EXCERPTED PASSAGE:

════════

Corporate Governance
In June 2001, Mittal Steel adopted Corporate Governance guidelines in line with best practices on corporate governance. Mittal Steel will continue to monitor diligently new, proposed and final US and Dutch corporate regulatory requirements and will make adjustments to its corporate governance controls and procedures to stay in compliance with these requirements on a timely basis. Mittal Steel is committed to meeting the corporate governance mandates and requirements under applicable current and proposed SEC and NYSE listing standards and the laws of The Netherlands. There are no significant differences between Mittal Steel's current corporate governance practices and those currently required to be followed by US domestic companies under the NYSE listing standards.
The new Dutch Corporate Governance Code was published on December 9, 2003. During the Mittal Steel annual general meeting of shareholders held on May 5, 2004, the implications of the new Dutch Corporate Governance Code were discussed with its shareholders and certain proposed changes to Mittal Steel's Articles of Association to bring them in line with the requirements of the Dutch Corporate Governance Code were approved by the shareholders. The changes to Mittal Steel's Articles of Association lowered the number of votes required to overrule a binding nomination for the appointment of a member of Mittal Steel's Board of Directors made by the holders of Mittal Steel class B common shares from a majority of at least two thirds of votes cast representing more than half of the issued share capital of Mittal Steel to an absolute majority of votes cast representing at least one third of the issued share capital of Mittal Steel. In addition, Mittal Steel's Articles of Association now provide that a class A director can be appointed for a maximum term of four years and cannot be appointed indefinitely as was previously permitted. Accordingly, Mittal Steel is materially in line with the requirements of the provisions of the Dutch Corporate Governance Code, in accordance with the implementation provisions. However, Mittal Steel's annual general meeting of shareholders also approved that Mittal Steel will differ from the Dutch Corporate Governance Code with regard to the separation of the posts of Chairman and Chief Executive Officer. Mittal Steel's Chairman and Chief Executive Officer will continue to be Mr. Lakshmi N. Mittal.
Role of Mittal Steel's Board of Directors and Management
Mittal Steel's business is conducted through operating subsidiaries, which are managed by their Boards of Directors and headed by the subsidiary's CEO/President. Mittal Steel's Board of Directors and the senior corporate management provide the oversight to enhance the value to the stakeholders.

════════

Saved data entries
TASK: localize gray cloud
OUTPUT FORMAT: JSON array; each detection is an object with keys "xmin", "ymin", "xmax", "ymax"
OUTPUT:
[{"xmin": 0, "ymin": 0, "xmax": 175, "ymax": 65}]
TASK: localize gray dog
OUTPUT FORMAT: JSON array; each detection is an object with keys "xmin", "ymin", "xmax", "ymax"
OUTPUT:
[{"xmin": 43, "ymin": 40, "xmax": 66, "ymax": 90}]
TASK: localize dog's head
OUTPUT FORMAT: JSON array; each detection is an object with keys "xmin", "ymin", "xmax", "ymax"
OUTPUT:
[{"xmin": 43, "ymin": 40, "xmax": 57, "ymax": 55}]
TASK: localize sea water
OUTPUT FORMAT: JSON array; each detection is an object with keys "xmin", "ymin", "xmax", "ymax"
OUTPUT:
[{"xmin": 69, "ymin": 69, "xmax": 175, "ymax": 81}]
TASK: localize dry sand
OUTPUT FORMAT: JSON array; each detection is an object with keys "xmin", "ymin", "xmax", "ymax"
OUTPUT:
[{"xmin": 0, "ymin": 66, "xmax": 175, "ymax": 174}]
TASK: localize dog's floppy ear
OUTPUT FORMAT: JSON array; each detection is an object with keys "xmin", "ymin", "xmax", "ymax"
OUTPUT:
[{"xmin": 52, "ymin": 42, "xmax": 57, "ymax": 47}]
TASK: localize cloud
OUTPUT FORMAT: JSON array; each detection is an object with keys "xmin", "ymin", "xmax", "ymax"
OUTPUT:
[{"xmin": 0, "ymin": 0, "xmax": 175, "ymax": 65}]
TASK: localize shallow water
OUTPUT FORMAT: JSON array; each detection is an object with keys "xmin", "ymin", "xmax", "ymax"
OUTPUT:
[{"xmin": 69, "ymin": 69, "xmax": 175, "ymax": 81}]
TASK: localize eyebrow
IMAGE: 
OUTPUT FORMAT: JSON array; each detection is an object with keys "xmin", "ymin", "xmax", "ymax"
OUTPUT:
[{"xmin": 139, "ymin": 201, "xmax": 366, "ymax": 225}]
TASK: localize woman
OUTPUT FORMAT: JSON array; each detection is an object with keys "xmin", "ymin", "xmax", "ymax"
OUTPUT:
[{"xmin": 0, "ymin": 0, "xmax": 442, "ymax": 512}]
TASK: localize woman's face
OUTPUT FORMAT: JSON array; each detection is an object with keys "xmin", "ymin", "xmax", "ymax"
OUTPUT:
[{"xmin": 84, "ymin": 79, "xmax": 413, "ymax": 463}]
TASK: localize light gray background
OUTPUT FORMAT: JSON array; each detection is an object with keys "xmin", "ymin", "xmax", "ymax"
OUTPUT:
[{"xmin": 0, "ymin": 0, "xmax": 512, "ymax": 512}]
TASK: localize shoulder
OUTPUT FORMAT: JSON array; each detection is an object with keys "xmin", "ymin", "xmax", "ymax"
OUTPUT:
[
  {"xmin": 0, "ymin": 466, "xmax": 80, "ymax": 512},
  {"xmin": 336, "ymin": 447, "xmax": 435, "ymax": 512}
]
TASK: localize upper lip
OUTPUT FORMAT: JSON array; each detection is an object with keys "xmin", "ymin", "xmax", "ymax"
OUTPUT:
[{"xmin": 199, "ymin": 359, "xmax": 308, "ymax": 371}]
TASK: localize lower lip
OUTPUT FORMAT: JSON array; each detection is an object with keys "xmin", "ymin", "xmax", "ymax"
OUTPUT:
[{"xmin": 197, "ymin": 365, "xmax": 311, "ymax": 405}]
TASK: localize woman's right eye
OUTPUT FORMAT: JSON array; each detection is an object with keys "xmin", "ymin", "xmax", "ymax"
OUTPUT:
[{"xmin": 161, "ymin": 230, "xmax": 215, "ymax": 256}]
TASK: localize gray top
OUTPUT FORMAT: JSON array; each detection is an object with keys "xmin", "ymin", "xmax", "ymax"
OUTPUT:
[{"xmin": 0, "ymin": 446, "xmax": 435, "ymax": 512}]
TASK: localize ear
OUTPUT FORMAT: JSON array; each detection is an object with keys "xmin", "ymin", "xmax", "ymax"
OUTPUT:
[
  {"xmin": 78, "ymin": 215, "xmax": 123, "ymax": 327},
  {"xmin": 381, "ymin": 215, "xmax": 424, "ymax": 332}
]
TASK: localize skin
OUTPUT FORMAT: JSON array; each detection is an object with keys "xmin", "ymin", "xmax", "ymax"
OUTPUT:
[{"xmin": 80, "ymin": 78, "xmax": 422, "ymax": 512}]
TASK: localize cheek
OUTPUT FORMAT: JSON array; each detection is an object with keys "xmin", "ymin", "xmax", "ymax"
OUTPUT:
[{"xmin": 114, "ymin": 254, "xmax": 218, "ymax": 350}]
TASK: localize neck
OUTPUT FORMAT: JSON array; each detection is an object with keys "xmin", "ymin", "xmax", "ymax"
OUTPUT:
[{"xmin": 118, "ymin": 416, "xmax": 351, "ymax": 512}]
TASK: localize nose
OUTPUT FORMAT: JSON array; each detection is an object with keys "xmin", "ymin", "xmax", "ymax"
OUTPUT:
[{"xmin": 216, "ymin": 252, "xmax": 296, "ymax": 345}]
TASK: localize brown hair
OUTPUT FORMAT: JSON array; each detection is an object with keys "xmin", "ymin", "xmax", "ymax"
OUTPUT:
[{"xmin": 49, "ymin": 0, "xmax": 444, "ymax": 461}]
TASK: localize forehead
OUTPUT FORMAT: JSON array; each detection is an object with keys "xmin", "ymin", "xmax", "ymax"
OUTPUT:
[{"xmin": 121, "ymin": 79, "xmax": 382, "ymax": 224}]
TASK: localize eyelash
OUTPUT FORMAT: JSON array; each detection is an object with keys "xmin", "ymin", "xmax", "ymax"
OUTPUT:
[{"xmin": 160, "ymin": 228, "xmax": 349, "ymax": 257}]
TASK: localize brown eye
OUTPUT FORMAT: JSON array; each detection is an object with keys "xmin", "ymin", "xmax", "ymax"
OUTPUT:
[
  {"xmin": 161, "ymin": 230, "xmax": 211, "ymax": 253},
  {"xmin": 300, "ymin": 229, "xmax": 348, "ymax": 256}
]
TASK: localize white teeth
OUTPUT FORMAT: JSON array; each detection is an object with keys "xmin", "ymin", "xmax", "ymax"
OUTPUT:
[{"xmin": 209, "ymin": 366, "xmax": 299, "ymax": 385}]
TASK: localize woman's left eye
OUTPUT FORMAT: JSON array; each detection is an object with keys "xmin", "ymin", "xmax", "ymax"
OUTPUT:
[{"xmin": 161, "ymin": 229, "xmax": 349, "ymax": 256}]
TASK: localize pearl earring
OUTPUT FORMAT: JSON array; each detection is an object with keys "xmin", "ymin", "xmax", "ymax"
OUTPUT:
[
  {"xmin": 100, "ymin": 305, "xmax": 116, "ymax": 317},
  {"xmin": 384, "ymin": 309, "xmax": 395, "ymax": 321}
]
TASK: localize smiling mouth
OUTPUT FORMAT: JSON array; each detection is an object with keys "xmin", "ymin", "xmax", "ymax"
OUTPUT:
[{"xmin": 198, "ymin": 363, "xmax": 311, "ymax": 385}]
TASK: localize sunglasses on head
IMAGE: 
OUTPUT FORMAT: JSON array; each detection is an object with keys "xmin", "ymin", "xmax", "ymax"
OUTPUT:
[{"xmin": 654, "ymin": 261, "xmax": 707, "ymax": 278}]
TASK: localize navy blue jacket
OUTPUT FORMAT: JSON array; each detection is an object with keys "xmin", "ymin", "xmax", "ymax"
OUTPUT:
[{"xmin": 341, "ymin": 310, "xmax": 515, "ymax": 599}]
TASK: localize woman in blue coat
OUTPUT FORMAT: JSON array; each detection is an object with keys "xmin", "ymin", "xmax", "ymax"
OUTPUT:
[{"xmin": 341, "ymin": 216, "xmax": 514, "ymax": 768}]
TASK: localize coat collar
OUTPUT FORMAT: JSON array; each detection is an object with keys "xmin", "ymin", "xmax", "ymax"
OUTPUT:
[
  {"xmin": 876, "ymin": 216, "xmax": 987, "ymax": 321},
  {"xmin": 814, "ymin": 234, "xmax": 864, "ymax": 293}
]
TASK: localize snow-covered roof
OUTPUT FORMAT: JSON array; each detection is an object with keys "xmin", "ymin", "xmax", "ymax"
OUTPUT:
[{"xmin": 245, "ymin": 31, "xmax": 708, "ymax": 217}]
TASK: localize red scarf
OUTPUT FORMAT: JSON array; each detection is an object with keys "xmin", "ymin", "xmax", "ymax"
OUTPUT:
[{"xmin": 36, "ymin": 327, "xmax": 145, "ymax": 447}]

════════

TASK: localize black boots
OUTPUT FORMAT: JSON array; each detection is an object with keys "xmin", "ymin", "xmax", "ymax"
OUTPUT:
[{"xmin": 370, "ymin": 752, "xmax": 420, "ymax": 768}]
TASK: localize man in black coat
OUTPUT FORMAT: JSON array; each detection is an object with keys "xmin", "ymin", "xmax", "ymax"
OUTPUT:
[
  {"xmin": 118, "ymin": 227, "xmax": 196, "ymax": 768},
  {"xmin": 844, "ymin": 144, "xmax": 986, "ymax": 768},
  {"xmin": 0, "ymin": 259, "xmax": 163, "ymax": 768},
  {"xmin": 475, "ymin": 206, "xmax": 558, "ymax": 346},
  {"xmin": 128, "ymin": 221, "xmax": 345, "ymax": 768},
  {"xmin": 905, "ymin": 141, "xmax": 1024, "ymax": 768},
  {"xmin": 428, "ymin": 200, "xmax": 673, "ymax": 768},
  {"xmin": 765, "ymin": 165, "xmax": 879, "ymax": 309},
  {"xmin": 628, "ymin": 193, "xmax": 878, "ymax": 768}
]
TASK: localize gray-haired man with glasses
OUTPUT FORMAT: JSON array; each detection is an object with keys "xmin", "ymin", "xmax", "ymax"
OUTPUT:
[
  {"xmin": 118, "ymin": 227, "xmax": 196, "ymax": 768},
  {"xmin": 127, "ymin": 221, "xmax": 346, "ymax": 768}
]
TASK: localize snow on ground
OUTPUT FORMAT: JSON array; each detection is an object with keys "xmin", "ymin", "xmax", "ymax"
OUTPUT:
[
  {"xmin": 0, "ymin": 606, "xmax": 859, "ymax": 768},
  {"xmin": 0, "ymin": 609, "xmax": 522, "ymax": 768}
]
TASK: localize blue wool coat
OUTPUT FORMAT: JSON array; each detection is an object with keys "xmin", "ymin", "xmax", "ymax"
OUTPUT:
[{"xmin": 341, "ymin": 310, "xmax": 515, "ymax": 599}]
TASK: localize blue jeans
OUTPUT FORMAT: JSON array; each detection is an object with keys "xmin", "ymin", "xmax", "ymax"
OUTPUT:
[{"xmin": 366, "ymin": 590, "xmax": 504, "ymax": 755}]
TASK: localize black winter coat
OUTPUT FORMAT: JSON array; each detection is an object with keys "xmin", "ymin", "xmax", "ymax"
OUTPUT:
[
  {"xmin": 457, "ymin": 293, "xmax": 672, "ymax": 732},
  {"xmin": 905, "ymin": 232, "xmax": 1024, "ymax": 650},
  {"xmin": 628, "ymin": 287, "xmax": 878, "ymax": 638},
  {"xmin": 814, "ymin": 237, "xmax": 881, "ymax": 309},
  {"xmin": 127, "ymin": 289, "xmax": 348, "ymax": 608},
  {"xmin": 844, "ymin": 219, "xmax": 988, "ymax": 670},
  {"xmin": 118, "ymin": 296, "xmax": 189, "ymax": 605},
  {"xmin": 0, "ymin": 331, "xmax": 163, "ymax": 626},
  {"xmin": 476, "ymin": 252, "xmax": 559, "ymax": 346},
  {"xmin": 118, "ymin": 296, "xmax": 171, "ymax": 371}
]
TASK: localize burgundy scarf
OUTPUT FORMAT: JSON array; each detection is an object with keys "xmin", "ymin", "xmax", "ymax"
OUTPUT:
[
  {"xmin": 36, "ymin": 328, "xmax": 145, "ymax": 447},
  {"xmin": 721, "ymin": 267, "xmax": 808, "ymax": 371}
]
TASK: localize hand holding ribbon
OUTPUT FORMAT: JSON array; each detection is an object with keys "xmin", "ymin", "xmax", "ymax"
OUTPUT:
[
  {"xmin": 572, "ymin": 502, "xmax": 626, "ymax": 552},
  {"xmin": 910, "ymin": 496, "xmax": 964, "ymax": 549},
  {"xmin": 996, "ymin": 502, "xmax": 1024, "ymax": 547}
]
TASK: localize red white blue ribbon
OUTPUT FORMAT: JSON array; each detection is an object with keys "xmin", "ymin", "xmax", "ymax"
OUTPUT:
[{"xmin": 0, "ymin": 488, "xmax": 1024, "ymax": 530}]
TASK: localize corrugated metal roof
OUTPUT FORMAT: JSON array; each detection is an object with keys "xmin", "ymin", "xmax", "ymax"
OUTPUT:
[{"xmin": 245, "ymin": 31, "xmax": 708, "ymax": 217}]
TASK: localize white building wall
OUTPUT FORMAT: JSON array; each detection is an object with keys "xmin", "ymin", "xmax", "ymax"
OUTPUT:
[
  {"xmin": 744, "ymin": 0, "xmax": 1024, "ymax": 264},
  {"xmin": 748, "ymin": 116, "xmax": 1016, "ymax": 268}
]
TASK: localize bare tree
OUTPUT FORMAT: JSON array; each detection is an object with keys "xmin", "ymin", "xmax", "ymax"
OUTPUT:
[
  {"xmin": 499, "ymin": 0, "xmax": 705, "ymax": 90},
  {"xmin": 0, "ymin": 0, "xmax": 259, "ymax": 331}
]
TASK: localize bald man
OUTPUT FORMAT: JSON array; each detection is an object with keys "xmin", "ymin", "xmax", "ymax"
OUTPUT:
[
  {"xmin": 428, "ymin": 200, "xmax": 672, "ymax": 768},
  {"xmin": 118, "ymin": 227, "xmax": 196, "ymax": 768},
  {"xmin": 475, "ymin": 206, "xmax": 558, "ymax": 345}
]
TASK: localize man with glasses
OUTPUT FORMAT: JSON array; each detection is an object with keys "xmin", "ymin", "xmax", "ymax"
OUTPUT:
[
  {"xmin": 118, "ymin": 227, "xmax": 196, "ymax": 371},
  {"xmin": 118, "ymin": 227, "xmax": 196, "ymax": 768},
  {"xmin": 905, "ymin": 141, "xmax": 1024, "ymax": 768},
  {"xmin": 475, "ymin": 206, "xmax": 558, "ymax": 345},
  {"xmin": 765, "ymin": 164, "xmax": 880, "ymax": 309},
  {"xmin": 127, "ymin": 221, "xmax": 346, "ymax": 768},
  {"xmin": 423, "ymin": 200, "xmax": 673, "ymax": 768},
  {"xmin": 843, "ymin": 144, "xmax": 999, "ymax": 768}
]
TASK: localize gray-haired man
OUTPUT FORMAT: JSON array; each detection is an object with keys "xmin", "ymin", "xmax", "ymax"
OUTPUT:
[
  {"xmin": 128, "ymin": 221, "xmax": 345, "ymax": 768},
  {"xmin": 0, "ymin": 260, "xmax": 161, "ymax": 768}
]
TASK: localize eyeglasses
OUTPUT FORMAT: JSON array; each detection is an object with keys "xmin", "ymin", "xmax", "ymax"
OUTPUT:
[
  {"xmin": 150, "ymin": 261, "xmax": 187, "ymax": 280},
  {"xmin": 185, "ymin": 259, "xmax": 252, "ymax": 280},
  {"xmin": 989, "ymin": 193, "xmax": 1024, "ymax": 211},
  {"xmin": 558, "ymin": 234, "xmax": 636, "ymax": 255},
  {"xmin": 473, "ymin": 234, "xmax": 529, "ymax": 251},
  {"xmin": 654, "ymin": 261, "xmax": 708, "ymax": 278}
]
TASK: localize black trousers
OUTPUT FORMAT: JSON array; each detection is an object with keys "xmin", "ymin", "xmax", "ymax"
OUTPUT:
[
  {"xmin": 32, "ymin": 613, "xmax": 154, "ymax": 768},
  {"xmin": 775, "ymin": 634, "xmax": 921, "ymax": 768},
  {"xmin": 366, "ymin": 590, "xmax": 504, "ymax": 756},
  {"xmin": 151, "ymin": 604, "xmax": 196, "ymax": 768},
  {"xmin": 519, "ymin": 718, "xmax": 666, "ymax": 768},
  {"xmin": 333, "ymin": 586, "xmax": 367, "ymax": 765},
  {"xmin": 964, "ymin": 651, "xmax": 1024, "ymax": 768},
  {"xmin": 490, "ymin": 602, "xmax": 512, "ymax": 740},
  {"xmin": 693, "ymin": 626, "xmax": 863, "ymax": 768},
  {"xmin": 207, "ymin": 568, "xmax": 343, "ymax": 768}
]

════════

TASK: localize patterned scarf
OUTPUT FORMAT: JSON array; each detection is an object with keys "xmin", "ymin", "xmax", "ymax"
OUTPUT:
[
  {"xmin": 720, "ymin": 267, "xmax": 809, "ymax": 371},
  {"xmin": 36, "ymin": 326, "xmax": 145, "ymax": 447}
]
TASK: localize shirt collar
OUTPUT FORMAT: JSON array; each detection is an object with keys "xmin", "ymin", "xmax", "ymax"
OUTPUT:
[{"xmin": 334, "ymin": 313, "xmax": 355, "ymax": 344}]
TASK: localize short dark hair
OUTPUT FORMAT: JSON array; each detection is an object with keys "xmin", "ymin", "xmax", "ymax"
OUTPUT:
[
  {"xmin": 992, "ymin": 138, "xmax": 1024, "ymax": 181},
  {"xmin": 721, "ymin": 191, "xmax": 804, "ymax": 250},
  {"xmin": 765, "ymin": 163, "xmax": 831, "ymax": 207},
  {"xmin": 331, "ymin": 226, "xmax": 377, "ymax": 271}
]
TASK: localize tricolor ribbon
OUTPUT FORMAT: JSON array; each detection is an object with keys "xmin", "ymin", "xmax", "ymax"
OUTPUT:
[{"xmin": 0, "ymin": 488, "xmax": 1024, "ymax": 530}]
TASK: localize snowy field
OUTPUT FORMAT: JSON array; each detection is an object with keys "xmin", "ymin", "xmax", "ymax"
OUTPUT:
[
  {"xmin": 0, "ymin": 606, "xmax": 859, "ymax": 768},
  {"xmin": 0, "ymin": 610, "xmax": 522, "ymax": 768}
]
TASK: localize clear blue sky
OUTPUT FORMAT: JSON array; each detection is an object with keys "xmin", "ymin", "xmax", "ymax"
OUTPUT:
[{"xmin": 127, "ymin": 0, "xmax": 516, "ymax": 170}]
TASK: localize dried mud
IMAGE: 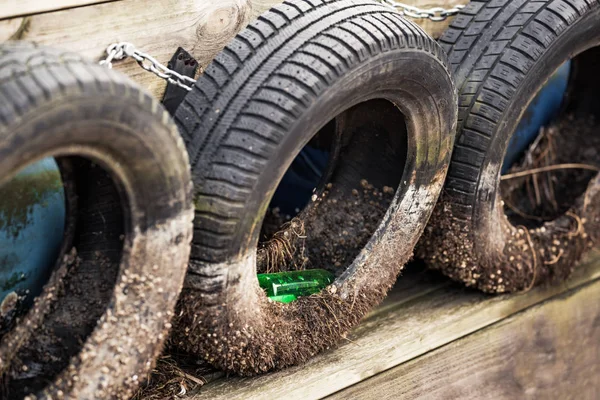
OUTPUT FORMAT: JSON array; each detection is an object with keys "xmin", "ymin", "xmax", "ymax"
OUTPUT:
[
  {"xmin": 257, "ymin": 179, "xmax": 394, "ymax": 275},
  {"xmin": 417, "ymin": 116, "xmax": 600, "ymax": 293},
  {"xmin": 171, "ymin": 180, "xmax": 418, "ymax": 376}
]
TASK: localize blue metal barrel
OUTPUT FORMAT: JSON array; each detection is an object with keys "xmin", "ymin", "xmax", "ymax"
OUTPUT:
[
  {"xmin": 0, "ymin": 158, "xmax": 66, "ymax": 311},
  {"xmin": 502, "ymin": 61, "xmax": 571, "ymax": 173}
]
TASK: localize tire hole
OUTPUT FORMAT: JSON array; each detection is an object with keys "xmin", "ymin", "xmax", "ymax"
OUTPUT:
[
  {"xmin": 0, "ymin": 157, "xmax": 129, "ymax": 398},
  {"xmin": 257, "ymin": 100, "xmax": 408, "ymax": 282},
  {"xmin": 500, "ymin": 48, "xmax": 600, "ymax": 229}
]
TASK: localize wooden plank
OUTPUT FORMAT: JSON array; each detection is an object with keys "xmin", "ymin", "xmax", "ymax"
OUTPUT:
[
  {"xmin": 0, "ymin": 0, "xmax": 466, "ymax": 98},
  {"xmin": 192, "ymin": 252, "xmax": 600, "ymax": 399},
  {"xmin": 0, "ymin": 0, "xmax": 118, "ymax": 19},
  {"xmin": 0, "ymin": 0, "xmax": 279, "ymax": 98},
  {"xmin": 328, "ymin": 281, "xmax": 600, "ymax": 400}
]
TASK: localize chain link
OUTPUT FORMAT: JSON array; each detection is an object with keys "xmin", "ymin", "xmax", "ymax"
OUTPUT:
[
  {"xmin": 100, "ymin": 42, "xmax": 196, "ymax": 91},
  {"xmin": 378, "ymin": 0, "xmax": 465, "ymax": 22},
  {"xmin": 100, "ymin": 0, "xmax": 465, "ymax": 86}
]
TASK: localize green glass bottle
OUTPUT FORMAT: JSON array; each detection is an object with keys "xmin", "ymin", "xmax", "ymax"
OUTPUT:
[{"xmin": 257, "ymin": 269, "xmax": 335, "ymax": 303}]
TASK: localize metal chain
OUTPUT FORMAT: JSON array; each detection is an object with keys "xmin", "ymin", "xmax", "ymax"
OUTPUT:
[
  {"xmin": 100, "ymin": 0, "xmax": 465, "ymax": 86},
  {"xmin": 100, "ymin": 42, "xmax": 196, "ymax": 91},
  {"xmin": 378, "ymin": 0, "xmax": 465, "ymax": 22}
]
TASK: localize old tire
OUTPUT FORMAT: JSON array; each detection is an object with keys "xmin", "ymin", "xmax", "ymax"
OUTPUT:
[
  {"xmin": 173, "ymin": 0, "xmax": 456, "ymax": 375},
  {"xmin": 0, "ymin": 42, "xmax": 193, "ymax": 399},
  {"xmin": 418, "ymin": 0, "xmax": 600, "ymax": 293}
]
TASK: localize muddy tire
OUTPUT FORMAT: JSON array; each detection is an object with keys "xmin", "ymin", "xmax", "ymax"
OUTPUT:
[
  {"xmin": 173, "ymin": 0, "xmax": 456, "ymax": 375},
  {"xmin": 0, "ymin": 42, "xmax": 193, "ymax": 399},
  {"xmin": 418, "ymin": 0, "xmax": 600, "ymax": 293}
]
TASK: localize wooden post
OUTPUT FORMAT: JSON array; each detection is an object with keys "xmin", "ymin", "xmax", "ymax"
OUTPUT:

════════

PROBLEMS:
(1) According to the corporate governance text, on what date was the new Dutch Corporate Governance Code published?
(2) Rewrite the part of the corporate governance text starting with "Role of Mittal" and going on through "to the stakeholders.", putting "shareholders" in place of "stakeholders".
(3) Continue the corporate governance text from its last sentence.

PER-TASK ANSWERS:
(1) December 9, 2003.

(2)
Role of Mittal Steel's Board of Directors and Management
Mittal Steel's business is conducted through operating subsidiaries, which are managed by their Boards of Directors and headed by the subsidiary's CEO/President. Mittal Steel's Board of Directors and the senior corporate management provide the oversight to enhance the value to the shareholders.

(3)
Director Independence
As per the criteria laid down by Mittal Steel's Board of Directors, directors will be considered "independent" if they do not have a material relationship with Mittal Steel. Mittal Steel's Board of Directors currently consists of nine directors, of whom Messrs. Rene Lopez, Muni Krishna T. Reddy, Narayanan Vaghul, Ambassador Andres Rozental and Mr. Lewis Kaden are independent under Mittal Steel's independence criteria and the NYSE listing standards. These directors constitute a majority of Mittal Steel's board of directors and are also considered independent under the Dutch Corporate Governance Code.
Function of Mittal Steel's Board of Directors
As per Mittal Steel's Corporate Governance guidelines, Mittal Steel's Board of Directors are responsible for the stewardship of Mittal Steel and assume responsibility for the adoption of a corporate strategy; monitoring of risk and control; succession planning including appointing, training and monitoring of senior management personnel; maintaining an investor relations programme for Mittal Steel; ensuring the integrity of Mittal Steel's internal control and management information system; and setting a remuneration policy that incorporates appropriate performance hurdles. Mittal Steel's Board of Directors and each of its committees also have the power to hire independent advisors as they deem necessary.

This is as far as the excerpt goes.